> **CONSIGNE**: Poursuivez le texte sur les Utopiales 2017 en reprenant juste après sa dernière phrase.

### TEXTE SOURCE

Les tables rondes peuvent aussi se picorer pour le plaisir de saisir au vol quelques phrases et de mesurer l’intérêt des réflexions. Durant « Les paradoxes du temps », une personne du public demande si le moment présent ne porte pas déjà les critères du voyage dans le temps depuis le futur. Pendant « La géopolitique de la bande-dessinée » le constat est que nous sommes arrivés à une civilisation trop grosse et complexe, à tel point que les GAFA (Google, Apple, Facebook, Amazon) travaillent sur l’intelligence artificielle car à leurs yeux l’humain est dépassé au point de prévoir des États dirigés par ces mêmes GAFA. Las, la fatigue et la foule nous découragent d’aller écouter la sans doute passionnante rencontre sur « La police prédictive ». Mais il reste le cinéma !

Courts-métrages session 4

La quatrième session de courts-métrages qui vient clore quatre matinées de visionnage est aussi réussie que la session qui ouvrait ces Utopiales 2017. It’s all in your head (Canada, Greg Jeffs) parle des peurs enfantines sous forme de compte en inversant habilement les rôles. Caronte ( Espagne, Luis Tinoco) nous raconte une histoire qui arrive à mêler Space Opéra, notre époque  et le Fantastique sur trois niveaux différents, c’est encore le thème de la perte d’un être cher qui est admirablement traité ici. The Meltdown (Connor Kerrigan) traite de façon caustique et en animé des relations de travail au coeur d’une centrale nucléaire, très bien vu. Hybrids (France, Brauch, Pujol, Tailhades, Thireau, Thirion) animation aquatique hallucinante, dommage que l’histoire soit archi ressassée. The Boogey’s (Canada, Sanjay François Sharma) arrive en peu de temps à poser des personnages et un univers et à y dérouler une histoire qui se tient. Voyagers (France, réalisation collective) est le deuxième film de l’école d’animation MOPA réalisé dans un style dessin animé actuel, cette fois-ci l’histoire est développée, quelques scènes bien drôles se succèdent, maîtrisée, c’est le court-métrage où tout est à sa place, peut-être un peu trop du coup… Last Standing (Australie, Agnes Baginska) est produit – excusez du peu – par David Lynch, très bien réalisé, très bien joué dans un monde post apocalyptique, le problème c’est que cette histoire très gentille de petite fille qui veut sauver un homme arbre de ses méchants parents (pas sûr cependant qu’il s’agisse de ses parents) qui veulent l’exploiter est beaucoup trop évidente dans son scénario et dans les bons sentiments. Voilà c’est surtout histoire de râler un peu, car franchement le niveau des courts-métrages de cette édition est assez effarant et l’on vient à se dire que si les équipes impliquées dans ces 28 courts métrages réalisent un jour quelques longs métrages, les salles de cinéma françaises vont être OBLIGÉES de programmer un peu plus de films de genre.

######
### DONNÉES ENREGISTRÉES

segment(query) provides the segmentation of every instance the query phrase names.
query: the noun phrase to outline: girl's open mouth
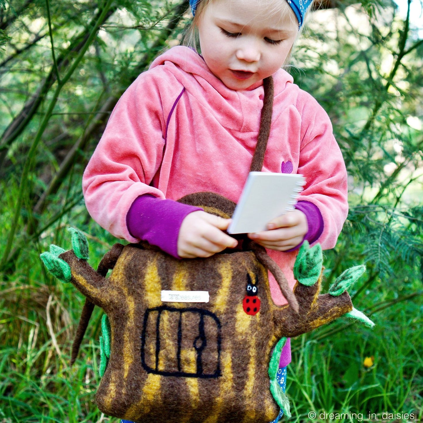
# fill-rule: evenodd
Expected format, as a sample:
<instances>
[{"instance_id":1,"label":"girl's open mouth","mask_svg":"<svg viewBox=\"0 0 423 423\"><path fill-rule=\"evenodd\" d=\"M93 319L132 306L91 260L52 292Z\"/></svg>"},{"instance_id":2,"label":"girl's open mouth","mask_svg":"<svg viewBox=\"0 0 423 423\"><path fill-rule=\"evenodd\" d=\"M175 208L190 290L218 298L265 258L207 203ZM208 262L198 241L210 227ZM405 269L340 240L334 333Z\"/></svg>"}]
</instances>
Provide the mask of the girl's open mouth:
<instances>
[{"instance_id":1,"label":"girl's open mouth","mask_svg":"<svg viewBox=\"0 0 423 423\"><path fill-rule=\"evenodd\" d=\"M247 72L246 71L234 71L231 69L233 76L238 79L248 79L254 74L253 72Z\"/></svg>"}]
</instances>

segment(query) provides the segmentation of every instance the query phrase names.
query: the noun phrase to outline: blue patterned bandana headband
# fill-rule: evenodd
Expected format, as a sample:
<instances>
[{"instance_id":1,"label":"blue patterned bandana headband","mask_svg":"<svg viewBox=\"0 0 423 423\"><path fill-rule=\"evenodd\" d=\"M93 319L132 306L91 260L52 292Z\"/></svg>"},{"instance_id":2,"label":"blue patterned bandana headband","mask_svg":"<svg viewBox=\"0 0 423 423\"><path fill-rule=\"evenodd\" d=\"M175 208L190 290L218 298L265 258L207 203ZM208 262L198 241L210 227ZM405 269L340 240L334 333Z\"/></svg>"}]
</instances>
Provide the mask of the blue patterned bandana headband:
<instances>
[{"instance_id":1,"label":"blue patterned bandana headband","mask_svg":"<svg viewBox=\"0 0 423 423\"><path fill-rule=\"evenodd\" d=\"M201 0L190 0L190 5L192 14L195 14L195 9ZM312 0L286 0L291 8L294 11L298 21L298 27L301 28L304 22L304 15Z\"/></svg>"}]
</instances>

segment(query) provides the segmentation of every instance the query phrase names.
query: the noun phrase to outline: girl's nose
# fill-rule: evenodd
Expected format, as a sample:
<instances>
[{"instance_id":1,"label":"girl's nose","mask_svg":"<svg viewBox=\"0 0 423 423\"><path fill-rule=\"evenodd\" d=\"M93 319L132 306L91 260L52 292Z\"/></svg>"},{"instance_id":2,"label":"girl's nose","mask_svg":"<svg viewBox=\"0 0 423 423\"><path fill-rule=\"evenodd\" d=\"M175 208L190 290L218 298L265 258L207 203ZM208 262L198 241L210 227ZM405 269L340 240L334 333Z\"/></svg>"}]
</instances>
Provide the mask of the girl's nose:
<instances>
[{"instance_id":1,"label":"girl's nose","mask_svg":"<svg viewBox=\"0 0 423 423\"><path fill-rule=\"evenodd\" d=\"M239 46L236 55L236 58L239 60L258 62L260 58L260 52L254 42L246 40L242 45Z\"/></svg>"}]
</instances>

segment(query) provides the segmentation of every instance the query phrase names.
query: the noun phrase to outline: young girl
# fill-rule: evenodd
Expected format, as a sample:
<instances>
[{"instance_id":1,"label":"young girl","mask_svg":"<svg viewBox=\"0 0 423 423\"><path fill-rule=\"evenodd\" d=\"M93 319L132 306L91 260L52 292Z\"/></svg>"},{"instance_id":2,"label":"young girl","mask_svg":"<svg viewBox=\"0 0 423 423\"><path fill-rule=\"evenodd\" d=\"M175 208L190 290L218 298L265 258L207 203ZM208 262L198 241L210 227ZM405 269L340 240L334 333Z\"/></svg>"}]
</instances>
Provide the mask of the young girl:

######
### DONNÉES ENREGISTRÉES

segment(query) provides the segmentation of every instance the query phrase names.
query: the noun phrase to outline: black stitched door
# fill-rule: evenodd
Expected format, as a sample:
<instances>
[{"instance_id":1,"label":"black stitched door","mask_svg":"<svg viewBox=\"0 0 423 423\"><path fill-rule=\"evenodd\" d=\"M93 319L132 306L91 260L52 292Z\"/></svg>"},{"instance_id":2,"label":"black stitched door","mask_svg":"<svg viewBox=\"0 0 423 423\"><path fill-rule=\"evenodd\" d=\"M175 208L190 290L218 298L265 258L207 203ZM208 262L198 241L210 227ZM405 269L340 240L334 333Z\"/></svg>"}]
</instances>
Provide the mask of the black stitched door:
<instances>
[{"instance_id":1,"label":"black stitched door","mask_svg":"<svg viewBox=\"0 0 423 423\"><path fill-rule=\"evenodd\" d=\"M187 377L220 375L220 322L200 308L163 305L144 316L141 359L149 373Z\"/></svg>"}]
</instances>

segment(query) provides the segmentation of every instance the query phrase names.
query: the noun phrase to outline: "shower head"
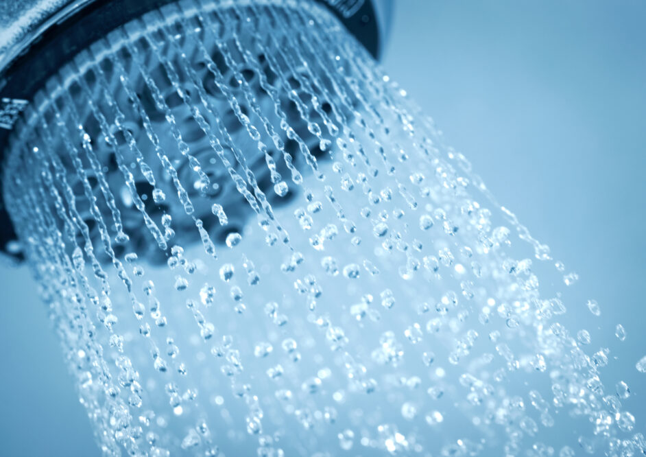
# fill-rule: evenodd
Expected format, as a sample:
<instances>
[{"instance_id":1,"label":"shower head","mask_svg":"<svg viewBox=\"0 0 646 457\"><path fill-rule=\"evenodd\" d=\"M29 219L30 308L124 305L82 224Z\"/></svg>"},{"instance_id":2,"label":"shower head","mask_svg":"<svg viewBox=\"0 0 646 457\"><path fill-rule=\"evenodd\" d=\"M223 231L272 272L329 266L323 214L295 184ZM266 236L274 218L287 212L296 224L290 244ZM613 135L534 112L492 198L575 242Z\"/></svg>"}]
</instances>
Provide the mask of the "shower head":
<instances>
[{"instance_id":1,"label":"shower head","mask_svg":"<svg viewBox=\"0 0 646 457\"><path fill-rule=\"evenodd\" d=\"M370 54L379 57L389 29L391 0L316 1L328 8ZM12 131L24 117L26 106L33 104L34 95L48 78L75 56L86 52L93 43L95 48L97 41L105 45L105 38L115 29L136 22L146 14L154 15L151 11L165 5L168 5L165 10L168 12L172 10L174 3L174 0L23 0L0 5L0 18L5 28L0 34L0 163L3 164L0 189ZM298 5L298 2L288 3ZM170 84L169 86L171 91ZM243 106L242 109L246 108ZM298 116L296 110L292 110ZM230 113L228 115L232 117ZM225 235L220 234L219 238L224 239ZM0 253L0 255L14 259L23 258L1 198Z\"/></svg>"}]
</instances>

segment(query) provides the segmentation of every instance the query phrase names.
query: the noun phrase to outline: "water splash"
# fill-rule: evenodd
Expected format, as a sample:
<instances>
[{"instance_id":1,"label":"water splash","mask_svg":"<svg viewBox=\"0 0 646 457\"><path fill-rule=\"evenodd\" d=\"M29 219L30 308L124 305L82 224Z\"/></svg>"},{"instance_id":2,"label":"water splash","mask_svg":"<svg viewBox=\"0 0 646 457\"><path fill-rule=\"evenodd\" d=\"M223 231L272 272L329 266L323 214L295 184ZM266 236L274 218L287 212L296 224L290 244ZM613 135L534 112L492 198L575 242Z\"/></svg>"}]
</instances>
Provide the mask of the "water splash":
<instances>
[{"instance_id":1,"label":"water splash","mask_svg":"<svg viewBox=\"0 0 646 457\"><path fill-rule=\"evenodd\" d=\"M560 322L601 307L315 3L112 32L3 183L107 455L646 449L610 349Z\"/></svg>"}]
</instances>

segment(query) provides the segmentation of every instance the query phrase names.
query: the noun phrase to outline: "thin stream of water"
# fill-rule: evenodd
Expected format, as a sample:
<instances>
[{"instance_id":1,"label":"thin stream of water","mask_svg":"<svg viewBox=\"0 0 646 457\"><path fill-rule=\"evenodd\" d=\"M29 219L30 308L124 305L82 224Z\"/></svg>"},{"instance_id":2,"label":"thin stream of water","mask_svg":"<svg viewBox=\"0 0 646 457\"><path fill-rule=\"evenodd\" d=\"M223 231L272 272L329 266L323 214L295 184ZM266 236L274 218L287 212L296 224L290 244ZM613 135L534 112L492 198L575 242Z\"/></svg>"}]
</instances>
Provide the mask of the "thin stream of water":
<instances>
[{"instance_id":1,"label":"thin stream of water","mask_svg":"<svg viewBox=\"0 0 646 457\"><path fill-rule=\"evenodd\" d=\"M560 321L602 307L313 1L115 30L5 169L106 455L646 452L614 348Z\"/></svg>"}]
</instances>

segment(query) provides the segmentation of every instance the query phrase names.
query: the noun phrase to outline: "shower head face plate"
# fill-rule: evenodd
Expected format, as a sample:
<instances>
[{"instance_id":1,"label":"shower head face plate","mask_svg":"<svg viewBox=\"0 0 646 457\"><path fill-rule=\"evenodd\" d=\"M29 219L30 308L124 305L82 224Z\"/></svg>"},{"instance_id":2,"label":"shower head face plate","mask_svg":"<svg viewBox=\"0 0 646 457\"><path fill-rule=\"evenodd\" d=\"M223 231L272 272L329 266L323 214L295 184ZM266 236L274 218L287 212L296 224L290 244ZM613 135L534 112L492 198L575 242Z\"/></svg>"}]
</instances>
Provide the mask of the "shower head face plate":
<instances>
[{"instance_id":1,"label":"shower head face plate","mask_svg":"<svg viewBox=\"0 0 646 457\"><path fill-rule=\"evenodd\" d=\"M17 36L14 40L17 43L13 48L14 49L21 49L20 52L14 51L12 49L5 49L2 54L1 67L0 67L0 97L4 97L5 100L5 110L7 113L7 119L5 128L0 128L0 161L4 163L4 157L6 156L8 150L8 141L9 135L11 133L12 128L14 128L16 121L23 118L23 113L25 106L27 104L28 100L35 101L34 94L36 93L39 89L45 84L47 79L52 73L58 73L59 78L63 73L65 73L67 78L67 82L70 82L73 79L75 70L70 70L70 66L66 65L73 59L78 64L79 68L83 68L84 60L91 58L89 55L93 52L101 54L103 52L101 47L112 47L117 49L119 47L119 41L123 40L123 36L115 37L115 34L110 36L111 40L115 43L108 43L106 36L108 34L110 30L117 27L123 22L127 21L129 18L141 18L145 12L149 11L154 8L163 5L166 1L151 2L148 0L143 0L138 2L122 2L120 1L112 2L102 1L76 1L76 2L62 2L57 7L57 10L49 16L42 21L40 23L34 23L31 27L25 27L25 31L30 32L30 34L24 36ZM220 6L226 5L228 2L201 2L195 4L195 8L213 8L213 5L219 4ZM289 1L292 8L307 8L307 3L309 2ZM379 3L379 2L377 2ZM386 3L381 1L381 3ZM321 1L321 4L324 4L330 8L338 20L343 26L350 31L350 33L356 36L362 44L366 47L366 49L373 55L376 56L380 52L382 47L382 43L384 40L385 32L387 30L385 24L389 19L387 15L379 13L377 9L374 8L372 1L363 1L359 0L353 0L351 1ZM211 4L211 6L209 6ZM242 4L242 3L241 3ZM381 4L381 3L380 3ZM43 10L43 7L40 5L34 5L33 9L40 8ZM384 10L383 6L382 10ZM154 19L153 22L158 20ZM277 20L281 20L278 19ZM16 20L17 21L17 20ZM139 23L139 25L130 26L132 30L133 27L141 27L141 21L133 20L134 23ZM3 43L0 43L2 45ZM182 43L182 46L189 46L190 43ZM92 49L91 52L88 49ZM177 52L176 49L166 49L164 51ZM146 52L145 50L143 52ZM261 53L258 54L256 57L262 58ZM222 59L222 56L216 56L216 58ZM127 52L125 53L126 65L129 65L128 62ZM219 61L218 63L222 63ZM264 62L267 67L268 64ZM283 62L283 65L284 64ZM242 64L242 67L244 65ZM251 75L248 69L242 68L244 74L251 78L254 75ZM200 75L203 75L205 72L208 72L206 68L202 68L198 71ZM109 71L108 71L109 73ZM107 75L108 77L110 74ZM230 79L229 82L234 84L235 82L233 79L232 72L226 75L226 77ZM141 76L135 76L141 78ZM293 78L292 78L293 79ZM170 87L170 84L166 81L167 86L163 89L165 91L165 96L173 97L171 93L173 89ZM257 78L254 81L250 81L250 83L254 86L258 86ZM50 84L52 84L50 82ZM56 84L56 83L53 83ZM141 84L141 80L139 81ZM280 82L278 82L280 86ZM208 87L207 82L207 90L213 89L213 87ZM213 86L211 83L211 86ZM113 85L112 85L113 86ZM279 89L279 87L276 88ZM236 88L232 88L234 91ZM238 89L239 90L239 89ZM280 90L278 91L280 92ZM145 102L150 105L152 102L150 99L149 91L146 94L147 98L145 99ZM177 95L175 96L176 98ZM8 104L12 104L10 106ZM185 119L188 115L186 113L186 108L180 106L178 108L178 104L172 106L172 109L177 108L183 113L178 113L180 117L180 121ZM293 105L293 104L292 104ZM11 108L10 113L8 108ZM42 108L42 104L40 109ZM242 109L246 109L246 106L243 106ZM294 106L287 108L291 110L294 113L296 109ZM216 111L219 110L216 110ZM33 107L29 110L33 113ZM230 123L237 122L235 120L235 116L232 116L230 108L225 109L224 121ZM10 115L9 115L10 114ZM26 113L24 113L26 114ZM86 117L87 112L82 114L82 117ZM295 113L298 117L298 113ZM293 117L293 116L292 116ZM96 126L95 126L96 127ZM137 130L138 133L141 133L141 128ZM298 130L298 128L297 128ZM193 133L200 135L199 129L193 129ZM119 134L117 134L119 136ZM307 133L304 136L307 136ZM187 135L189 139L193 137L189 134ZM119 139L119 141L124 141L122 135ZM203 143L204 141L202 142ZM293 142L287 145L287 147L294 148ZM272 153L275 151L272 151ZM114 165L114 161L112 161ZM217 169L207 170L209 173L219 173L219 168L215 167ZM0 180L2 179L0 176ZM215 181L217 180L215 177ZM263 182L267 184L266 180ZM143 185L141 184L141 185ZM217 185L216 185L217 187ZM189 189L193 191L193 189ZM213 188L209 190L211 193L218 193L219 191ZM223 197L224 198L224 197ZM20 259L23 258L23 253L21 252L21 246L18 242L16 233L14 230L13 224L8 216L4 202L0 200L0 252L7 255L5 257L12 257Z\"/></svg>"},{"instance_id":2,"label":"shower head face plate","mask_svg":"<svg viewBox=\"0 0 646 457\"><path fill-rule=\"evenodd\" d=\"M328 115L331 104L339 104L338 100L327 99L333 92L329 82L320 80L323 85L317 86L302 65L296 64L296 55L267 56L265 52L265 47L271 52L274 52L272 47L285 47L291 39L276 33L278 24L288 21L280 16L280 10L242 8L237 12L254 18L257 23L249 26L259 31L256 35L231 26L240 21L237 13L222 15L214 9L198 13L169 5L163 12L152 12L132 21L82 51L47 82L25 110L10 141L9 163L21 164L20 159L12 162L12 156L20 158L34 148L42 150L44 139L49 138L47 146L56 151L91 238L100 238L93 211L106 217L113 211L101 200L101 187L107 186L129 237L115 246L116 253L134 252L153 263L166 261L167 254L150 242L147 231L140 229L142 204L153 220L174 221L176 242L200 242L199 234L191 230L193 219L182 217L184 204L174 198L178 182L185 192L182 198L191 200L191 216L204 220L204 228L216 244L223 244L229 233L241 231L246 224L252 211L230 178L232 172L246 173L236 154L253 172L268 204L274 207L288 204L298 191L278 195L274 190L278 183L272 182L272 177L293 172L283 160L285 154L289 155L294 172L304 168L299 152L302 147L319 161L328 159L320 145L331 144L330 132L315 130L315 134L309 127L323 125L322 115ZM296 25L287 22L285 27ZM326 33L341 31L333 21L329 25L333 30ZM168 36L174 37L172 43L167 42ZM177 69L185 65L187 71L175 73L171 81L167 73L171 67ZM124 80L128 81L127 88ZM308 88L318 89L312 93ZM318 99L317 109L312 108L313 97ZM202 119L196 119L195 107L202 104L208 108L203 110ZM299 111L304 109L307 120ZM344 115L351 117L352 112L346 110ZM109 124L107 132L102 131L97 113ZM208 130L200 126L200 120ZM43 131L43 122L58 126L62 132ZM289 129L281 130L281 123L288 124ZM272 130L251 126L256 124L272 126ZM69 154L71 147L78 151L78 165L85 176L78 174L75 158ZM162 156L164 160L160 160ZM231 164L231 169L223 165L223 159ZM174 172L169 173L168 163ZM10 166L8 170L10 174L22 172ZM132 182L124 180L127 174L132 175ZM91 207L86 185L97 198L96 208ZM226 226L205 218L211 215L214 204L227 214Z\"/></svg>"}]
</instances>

######
### DONNÉES ENREGISTRÉES

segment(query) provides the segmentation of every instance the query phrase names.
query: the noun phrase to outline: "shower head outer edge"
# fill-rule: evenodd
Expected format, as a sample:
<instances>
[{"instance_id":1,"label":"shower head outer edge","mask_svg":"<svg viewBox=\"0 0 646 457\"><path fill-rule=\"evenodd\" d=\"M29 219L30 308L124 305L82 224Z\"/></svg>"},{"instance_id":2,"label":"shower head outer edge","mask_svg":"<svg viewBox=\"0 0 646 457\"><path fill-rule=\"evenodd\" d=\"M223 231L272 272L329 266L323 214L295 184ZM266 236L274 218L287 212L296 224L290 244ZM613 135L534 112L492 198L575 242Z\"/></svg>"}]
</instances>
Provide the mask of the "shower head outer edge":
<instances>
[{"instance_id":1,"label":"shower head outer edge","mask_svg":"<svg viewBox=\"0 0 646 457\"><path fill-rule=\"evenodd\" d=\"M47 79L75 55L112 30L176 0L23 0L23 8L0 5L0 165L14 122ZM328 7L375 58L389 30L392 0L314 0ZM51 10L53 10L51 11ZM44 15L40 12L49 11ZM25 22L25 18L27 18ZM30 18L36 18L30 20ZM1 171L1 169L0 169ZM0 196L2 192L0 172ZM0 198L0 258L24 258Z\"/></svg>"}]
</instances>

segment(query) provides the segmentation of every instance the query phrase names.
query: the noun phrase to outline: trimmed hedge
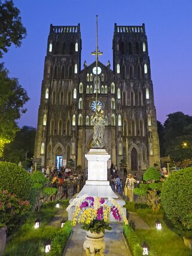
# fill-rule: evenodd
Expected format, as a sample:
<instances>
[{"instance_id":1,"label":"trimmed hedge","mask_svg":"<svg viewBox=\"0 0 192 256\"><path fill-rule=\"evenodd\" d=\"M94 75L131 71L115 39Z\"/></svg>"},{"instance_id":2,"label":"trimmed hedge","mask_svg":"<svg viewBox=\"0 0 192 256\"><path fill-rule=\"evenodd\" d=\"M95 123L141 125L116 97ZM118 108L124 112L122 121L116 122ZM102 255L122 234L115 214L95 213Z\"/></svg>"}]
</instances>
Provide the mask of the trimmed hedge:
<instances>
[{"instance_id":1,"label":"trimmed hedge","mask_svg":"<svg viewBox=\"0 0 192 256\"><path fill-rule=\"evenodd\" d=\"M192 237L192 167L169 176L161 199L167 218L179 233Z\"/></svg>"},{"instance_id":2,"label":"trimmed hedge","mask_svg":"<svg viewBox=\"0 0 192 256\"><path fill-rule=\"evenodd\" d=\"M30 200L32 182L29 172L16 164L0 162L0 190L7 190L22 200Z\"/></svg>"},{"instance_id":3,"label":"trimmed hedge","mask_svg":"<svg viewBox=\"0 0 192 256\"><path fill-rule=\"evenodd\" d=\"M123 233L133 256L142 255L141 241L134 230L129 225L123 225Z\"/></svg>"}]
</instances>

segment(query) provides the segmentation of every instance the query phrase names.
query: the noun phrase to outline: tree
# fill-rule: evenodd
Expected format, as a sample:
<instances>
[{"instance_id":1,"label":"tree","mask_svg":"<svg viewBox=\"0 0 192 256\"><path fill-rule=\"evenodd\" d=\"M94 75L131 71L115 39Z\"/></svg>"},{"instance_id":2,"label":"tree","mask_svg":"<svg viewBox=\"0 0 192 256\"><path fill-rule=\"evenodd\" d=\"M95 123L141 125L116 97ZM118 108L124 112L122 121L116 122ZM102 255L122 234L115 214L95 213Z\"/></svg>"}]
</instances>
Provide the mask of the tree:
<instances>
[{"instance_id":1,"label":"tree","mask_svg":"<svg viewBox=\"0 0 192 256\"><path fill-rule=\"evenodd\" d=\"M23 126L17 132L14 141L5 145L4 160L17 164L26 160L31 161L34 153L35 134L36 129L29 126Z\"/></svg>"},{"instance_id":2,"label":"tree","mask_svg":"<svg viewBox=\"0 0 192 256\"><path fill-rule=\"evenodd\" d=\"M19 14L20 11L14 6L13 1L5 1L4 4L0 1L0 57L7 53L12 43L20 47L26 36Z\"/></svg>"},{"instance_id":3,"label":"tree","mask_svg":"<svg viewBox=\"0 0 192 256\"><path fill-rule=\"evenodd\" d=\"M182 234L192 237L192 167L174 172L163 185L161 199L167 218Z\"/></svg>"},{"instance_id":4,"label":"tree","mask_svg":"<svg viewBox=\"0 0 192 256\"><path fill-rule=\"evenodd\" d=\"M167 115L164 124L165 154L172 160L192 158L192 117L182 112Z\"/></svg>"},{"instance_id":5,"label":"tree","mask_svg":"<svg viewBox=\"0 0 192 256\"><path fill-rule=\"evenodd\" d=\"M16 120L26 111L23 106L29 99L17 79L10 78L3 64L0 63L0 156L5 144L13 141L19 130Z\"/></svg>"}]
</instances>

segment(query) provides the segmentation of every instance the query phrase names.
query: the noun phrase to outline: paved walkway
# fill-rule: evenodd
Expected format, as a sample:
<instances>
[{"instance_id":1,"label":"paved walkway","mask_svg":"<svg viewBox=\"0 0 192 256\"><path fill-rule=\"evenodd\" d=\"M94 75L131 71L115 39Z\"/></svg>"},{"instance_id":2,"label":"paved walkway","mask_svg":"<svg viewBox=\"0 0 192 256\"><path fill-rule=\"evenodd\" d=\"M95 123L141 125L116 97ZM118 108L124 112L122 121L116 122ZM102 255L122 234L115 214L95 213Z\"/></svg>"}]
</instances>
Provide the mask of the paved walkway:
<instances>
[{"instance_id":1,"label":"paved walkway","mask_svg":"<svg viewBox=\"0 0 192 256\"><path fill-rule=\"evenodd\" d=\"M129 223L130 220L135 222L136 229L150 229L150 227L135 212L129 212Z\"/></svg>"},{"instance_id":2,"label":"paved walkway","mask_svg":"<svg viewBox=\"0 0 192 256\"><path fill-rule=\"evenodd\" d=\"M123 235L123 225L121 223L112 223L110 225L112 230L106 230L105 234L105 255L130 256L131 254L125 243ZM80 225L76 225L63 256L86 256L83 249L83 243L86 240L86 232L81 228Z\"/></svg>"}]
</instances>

######

> **RÉPONSE**:
Cold Skin le nouveau film de Xavier Gens

Utopiales Nantes, jour 4

 

Nous l’avons dit, chaque session de courts-métrages proposait au moins un court d’obédience fantastique. C’est dans ce genre que s’inscrit le nouveau film de Xavier Gens qui adapte un roman de l’écrivain catalan Albert Sanchez Pinol, quelque part entre Hodgson et H.P Lovecraft. L’histoire se déroule en 1914 sur une île déserte, les décors marins (mer, vagues, rochers, plages, maison de bois, phare…) sont somptueux, le duo d’acteurs est très bon et la créature est tellement bien réalisée que pas une fois on ne pense aux effets spéciaux. Xavier Gens présente son film aux festivaliers et prévient qu’il n’a pas fait un film hollywoodien, mais un film d’ambiance qui prend son temps. C’est vrai, il aurait aussi pu dire que le film démontre que lenteur ne veut pas forcément dire longueur. On ne s’ennuie pas durant Cold Skin. L’histoire se sert des ressorts classiques du genre sans que l’on ne voie venir les choses. Une fois qu’elles arrivent on se dit « mais c’est bien sûr ! ». Ajoutez à cela une réflexion sur l’humanité, la différence et la guerre et vous aurez un aperçu de ce film que l’on espère voir en salle en France (ce qui n’avait pas été le cas avec The Divide…).